• Directions for this task
Reproduce all of the material below line for line, without changing a single character.

• Extracted data
# # # #
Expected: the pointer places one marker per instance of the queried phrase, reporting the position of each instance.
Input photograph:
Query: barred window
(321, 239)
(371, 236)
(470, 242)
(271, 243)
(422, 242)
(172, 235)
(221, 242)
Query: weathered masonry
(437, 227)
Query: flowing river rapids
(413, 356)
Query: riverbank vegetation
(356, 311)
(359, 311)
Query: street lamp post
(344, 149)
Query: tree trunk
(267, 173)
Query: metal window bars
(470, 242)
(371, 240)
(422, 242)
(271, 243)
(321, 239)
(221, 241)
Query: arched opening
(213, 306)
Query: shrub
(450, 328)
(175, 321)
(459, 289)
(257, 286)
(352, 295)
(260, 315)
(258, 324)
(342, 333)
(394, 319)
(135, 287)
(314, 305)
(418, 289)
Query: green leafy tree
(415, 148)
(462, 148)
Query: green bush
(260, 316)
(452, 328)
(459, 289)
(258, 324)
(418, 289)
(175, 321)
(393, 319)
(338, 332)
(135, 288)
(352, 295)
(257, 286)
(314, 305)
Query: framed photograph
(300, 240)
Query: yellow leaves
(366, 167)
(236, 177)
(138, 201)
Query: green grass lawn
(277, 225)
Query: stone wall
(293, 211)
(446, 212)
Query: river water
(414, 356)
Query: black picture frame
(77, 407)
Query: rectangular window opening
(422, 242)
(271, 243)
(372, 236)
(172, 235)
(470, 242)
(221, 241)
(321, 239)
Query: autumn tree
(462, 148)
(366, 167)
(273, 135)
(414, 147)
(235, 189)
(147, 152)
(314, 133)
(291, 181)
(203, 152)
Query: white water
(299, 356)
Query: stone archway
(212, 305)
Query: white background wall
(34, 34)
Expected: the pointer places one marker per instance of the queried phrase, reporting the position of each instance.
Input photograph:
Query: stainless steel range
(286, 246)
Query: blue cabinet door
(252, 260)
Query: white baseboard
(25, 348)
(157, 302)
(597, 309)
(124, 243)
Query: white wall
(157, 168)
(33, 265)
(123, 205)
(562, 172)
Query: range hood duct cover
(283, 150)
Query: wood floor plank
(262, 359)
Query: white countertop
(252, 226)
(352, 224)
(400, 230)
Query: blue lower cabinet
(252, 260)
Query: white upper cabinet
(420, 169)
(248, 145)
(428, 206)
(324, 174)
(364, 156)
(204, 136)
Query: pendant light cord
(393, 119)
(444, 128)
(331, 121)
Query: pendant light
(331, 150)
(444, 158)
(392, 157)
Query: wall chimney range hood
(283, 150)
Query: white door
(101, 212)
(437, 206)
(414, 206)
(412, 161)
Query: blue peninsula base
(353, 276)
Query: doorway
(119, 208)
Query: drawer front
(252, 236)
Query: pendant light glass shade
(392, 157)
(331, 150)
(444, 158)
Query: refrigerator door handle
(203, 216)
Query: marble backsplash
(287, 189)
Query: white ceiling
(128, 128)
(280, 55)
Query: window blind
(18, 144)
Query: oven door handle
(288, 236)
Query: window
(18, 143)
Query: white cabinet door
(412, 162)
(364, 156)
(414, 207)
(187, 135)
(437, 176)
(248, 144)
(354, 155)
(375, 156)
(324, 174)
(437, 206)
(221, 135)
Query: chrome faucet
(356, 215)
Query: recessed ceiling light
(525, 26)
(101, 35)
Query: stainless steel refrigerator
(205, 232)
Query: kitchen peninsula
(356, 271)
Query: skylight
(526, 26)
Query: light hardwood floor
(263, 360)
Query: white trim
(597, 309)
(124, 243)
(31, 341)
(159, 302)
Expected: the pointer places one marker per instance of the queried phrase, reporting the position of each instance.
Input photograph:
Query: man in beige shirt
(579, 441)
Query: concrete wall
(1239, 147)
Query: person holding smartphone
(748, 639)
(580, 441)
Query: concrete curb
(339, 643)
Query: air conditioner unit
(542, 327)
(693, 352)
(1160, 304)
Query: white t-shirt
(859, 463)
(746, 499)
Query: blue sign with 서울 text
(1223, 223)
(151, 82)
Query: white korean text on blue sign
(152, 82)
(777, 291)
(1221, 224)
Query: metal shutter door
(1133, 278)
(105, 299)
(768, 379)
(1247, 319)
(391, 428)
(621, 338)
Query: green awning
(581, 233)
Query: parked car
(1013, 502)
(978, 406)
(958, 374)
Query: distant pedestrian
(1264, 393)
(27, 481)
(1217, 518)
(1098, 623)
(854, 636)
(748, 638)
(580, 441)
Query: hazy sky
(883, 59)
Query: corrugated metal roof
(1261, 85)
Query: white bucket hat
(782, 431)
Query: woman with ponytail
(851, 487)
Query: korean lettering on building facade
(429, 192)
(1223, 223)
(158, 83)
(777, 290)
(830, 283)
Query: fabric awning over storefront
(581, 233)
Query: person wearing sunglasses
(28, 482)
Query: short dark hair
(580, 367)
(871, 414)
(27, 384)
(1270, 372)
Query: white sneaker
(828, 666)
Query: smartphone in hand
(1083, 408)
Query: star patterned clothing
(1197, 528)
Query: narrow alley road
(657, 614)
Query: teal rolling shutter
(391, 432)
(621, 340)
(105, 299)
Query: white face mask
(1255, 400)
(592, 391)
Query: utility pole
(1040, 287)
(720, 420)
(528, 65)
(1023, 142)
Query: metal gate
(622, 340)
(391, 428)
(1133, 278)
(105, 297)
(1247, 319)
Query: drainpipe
# # # #
• Exercise output
Expected: the pointer places one marker per instance of the queried phrase, reporting the position of each instance.
Input photograph:
Query: barred window
(321, 239)
(371, 236)
(470, 242)
(271, 243)
(422, 242)
(172, 235)
(221, 242)
Query: weathered masonry
(437, 227)
Query: flowing river rapids
(413, 356)
Query: riverbank vegetation
(356, 311)
(359, 311)
Query: street lamp post
(344, 149)
Query: tree trunk
(267, 173)
Query: metal window bars
(470, 242)
(371, 240)
(422, 242)
(271, 243)
(321, 239)
(221, 241)
Query: arched opening
(213, 306)
Query: shrub
(450, 328)
(175, 321)
(459, 289)
(257, 286)
(352, 295)
(260, 315)
(258, 324)
(342, 333)
(394, 319)
(135, 287)
(314, 305)
(418, 289)
Query: green leafy tree
(415, 148)
(462, 148)
Query: green bush
(260, 316)
(452, 328)
(459, 289)
(258, 324)
(418, 289)
(175, 321)
(393, 319)
(338, 332)
(135, 288)
(352, 295)
(257, 286)
(314, 305)
Query: framed photograph
(300, 240)
Query: yellow leaves
(366, 167)
(236, 177)
(138, 201)
Query: green grass lawn
(277, 225)
Query: stone wall
(293, 211)
(446, 212)
Query: river water
(414, 356)
Query: black picture frame
(77, 407)
Query: rectangular window opening
(422, 242)
(271, 243)
(372, 236)
(172, 235)
(470, 242)
(221, 241)
(321, 239)
Query: autumn tree
(462, 148)
(366, 167)
(273, 135)
(414, 147)
(235, 189)
(147, 152)
(314, 133)
(291, 181)
(203, 152)
Query: white water
(299, 356)
Query: stone archway
(212, 305)
Query: white background wall
(34, 34)
Expected: the pointer places one marker per instance of the queried phrase, reporting the position of each instance.
Input photograph:
Query: stainless steel range
(286, 246)
Query: blue cabinet door
(252, 260)
Query: white baseboard
(25, 348)
(157, 302)
(597, 309)
(124, 243)
Query: white wall
(157, 168)
(33, 265)
(123, 205)
(562, 172)
Query: range hood duct cover
(283, 150)
Query: wood floor plank
(262, 359)
Query: white countertop
(252, 226)
(352, 224)
(400, 230)
Query: blue lower cabinet
(252, 260)
Query: white upper cabinet
(420, 169)
(248, 145)
(428, 206)
(324, 174)
(364, 156)
(204, 136)
Query: pendant light cord
(393, 119)
(444, 128)
(331, 121)
Query: pendant light
(331, 150)
(444, 158)
(392, 157)
Query: wall chimney range hood
(283, 150)
Query: white door
(101, 212)
(437, 206)
(414, 206)
(412, 161)
Query: blue peninsula base
(353, 276)
Query: doorway
(119, 208)
Query: drawer front
(252, 236)
Query: pendant light glass shade
(392, 157)
(331, 150)
(444, 158)
Query: refrigerator door handle
(203, 216)
Query: marble backsplash
(287, 189)
Query: white ceiling
(128, 128)
(280, 55)
Query: window blind
(18, 144)
Query: oven door handle
(288, 236)
Query: window
(18, 143)
Query: white cabinet door
(412, 162)
(364, 156)
(414, 207)
(187, 135)
(437, 176)
(248, 144)
(354, 155)
(375, 156)
(324, 174)
(437, 206)
(221, 135)
Query: chrome faucet
(356, 215)
Query: recessed ceiling light
(525, 26)
(101, 35)
Query: stainless steel refrigerator
(205, 232)
Query: kitchen peninsula
(356, 271)
Query: skylight
(526, 26)
Query: light hardwood floor
(263, 360)
Query: white trim
(597, 309)
(124, 243)
(31, 341)
(159, 302)
Expected: the pointer places one marker per instance of the queried phrase, reporting the position of each instance.
Input photograph:
Query: man in beige shirt
(579, 441)
Query: concrete wall
(1239, 147)
Query: person holding smartphone
(748, 639)
(580, 441)
Query: concrete curb
(339, 643)
Query: air conditioner unit
(542, 327)
(693, 352)
(1160, 304)
Query: white t-shirt
(859, 463)
(746, 499)
Query: blue sign with 서울 text
(1223, 223)
(151, 82)
Query: white korean text on blue sign
(152, 82)
(777, 291)
(1221, 224)
Query: metal shutter door
(1133, 278)
(105, 299)
(768, 379)
(1247, 319)
(391, 428)
(621, 338)
Query: green awning
(581, 233)
Query: parked car
(1013, 502)
(978, 406)
(958, 374)
Query: distant pedestrian
(1264, 393)
(27, 481)
(1217, 518)
(1098, 623)
(854, 636)
(748, 638)
(580, 441)
Query: hazy sky
(883, 59)
Query: corrugated metal roof
(1261, 85)
Query: white bucket hat
(782, 431)
Query: woman with ponytail
(851, 487)
Query: korean lettering on building facade
(429, 192)
(1223, 223)
(158, 83)
(777, 290)
(830, 283)
Query: fabric awning over storefront
(581, 233)
Query: person wearing sunglasses
(28, 482)
Query: short dark hair
(580, 367)
(871, 414)
(27, 384)
(1270, 372)
Query: white sneaker
(828, 666)
Query: smartphone in hand
(1083, 408)
Query: star patterned clothing
(1197, 528)
Query: narrow alley road
(657, 614)
Query: teal rolling shutter
(391, 432)
(621, 340)
(105, 299)
Query: white face mask
(1255, 400)
(592, 391)
Query: utility pole
(1040, 287)
(720, 420)
(528, 65)
(1023, 142)
Query: metal gate
(622, 340)
(391, 428)
(1133, 278)
(105, 297)
(1247, 319)
Query: drainpipe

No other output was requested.